* BEGIN PROVIDED DATA *

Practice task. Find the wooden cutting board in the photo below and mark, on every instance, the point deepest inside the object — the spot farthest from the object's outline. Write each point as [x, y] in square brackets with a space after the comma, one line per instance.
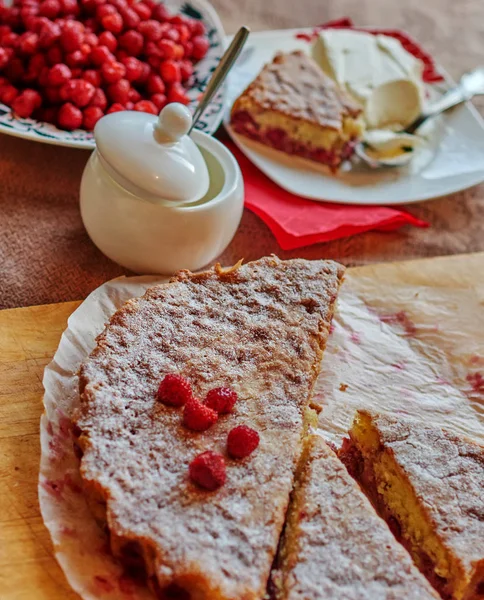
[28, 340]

* END PROVIDED DATA *
* BEGIN PROVIDED DATA *

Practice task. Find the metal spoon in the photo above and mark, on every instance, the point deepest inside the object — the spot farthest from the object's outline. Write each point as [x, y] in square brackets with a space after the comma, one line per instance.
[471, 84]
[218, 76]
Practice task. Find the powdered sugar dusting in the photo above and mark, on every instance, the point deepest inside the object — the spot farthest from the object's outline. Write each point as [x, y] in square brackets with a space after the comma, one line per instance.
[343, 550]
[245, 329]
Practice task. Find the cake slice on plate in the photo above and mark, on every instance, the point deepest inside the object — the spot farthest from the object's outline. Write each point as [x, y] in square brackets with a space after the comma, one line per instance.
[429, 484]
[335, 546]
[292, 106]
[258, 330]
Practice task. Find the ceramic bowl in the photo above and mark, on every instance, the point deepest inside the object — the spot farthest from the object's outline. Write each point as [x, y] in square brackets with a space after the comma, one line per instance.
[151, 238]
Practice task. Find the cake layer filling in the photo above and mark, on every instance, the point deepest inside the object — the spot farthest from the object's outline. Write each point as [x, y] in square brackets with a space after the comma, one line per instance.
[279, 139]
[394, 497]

* END PROVIDED DATA *

YOUR GOAL =>
Gather every line of the data above that contains the word "plate". Case counts, so only lines with that exact capitalization qualify.

WRITTEN RESPONSE =>
Practice task. Find the cake slice on plate in the photo above and mark, on every instance, the point deepest inside the object — the spot farthest from the object's outline. Write each point as [x, y] in square brackets with a space after the comma, one line per instance.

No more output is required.